Sorry, but I can't use HJT logs as I don't have a clue about what to do with them!


Please do this to figure out what's eating up the RAM (in this case you just need to sort the RAM column to see what's going on):


> *Task Manager:*
> Also, you can monitor the system for excessive resource consumption. To do this, open up Task Manager by right clicking on the Task Bar.
> Then select the Processes tab.
> Then select the "Show processes from all users" button (in the lower left)
> ...


----------



## Kingithy (Aug 1, 2011)

usasma said:


> Sorry, but I can't use HJT logs as I don't have a clue about what to do with them!
> 
> 
> Please do this to figure out what's eating up the RAM (in this case you just need to sort the RAM column to see what's going on):


Hahaha oops, not a problem! 8P
Hmmm... I did as you said aaaaaand I see the Spybot Search and Destroy process called TeaTimer.exe clocking 12.5million I/O other?
The next highest is my Western Digital HDD service which is clocking 1.5mil...
I've read that some viruses disguise themselves as TeaTimer.exe and they are located in System32, but there isn't a copy located there, so I'm assuming this is legit?

I've also just looked it up (on the Spybot website) and apparently it does use a lot of RAM/CPU, but 12.5mil sounds like a lot...


----------



## usasma (Apr 11, 2009)

It is a lot. Uninstall the SpyBot program, reboot the system and see if it goes away.
There's no need to run a W-D HDD service all the time either. Uninstall that also.


----------



## jcgriff2 (Sep 30, 2007)

Same with - 
- NetLimiter 3
- NTI Backup Now 5


----------

### Data under study:
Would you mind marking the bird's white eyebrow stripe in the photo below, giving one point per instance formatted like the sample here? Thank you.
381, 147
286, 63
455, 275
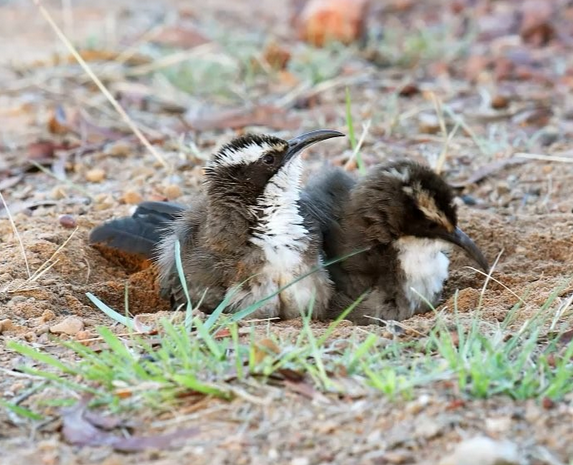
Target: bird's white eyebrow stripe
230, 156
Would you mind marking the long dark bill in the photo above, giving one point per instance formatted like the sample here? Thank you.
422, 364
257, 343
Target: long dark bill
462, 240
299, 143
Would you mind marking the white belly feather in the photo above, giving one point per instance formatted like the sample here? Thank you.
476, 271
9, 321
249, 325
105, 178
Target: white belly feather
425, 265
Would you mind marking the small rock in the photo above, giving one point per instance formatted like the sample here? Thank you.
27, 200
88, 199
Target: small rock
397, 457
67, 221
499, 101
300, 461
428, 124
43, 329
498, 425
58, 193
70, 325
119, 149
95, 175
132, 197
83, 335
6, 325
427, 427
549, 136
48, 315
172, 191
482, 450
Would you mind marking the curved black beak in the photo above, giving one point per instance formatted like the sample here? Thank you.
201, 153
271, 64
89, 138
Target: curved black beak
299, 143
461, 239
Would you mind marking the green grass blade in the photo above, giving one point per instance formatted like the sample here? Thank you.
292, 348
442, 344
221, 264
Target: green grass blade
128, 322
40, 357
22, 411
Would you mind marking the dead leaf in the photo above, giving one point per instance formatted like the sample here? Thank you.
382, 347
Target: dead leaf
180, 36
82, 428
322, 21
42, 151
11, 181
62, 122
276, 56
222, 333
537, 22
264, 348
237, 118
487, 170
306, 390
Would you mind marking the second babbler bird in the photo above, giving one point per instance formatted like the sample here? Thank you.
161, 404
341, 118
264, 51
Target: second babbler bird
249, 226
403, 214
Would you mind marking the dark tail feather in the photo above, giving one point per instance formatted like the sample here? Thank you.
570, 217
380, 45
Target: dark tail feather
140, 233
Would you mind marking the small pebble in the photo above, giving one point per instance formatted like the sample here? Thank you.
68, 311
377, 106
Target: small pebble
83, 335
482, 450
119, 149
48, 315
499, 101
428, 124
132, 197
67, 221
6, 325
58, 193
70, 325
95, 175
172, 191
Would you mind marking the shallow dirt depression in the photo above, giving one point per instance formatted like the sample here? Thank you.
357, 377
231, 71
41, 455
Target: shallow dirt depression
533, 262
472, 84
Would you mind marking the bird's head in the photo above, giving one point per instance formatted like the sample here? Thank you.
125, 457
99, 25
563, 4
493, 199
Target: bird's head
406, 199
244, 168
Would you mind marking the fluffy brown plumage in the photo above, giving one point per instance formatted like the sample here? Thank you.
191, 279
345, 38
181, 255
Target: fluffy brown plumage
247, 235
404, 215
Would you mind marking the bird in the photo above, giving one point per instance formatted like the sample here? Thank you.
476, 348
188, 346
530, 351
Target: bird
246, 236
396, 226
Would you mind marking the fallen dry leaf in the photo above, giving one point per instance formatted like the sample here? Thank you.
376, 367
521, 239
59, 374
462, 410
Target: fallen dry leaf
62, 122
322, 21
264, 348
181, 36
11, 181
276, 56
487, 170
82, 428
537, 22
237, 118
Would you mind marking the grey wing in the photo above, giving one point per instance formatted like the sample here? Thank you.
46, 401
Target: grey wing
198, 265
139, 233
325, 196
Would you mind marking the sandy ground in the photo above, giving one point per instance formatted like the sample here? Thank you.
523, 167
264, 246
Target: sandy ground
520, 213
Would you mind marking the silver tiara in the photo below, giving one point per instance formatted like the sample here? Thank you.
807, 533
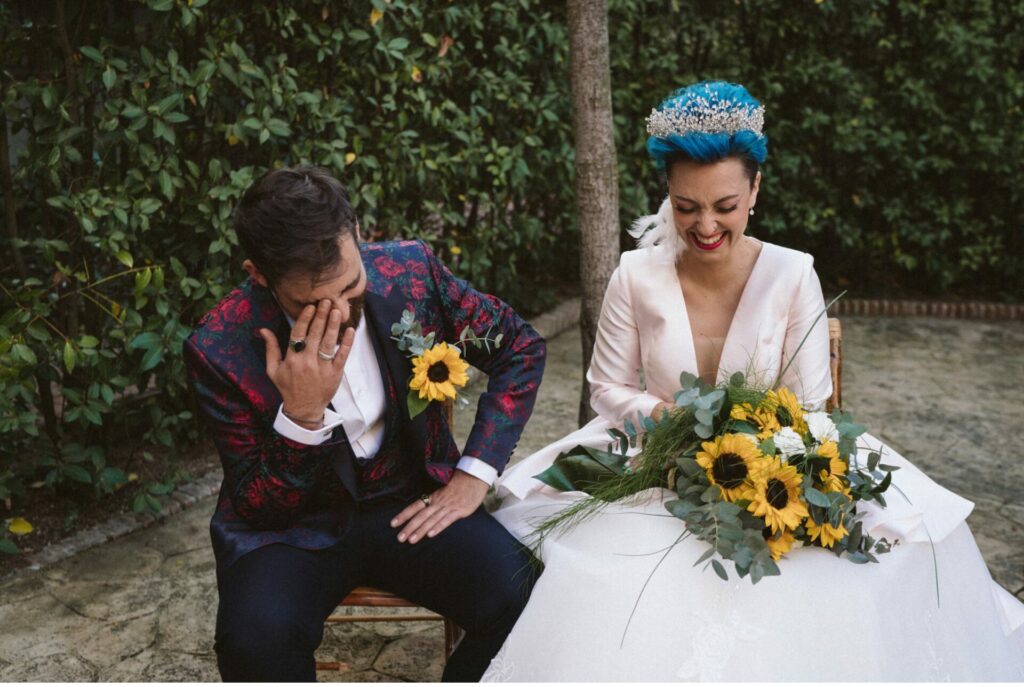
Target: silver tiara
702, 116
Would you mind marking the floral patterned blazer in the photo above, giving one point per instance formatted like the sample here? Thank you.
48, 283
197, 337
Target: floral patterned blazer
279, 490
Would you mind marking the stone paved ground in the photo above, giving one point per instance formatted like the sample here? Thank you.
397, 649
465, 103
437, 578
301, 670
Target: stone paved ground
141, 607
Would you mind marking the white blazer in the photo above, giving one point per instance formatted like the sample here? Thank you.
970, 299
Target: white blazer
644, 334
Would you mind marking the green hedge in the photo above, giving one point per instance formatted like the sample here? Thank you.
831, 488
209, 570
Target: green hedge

### What to do:
1: Write out the stretch of the forum thread from "I've read that" through "it goes away.".
2: Summarize the forum thread in three sentences.
The lines have nothing to do with the forum thread.

### Exercise answers:
1:
I've read that some viruses disguise themselves as TeaTimer.exe and they are located in System32, but there isn't a copy located there, so I'm assuming this is legit?

I've also just looked it up (on the Spybot website) and apparently it does use a lot of RAM/CPU, but 12.5mil sounds like a lot...


----------



## usasma (Apr 11, 2009)

It is a lot. Uninstall the SpyBot program, reboot the system and see if it goes away.

2: Unable to use HJT logs, usasma asks Kingithy to open Task Manager's Processes tab and sort the RAM column to find what is eating up the RAM. Kingithy reports that Spybot Search and Destroy's TeaTimer.exe is clocking 12.5 million I/O other, far above the Western Digital HDD service at 1.5 million, and that no copy sits in System32. usasma advises uninstalling Spybot, rebooting, and also removing the Western Digital HDD service, and jcgriff2 says the same applies to NetLimiter 3 and NTI Backup Now 5.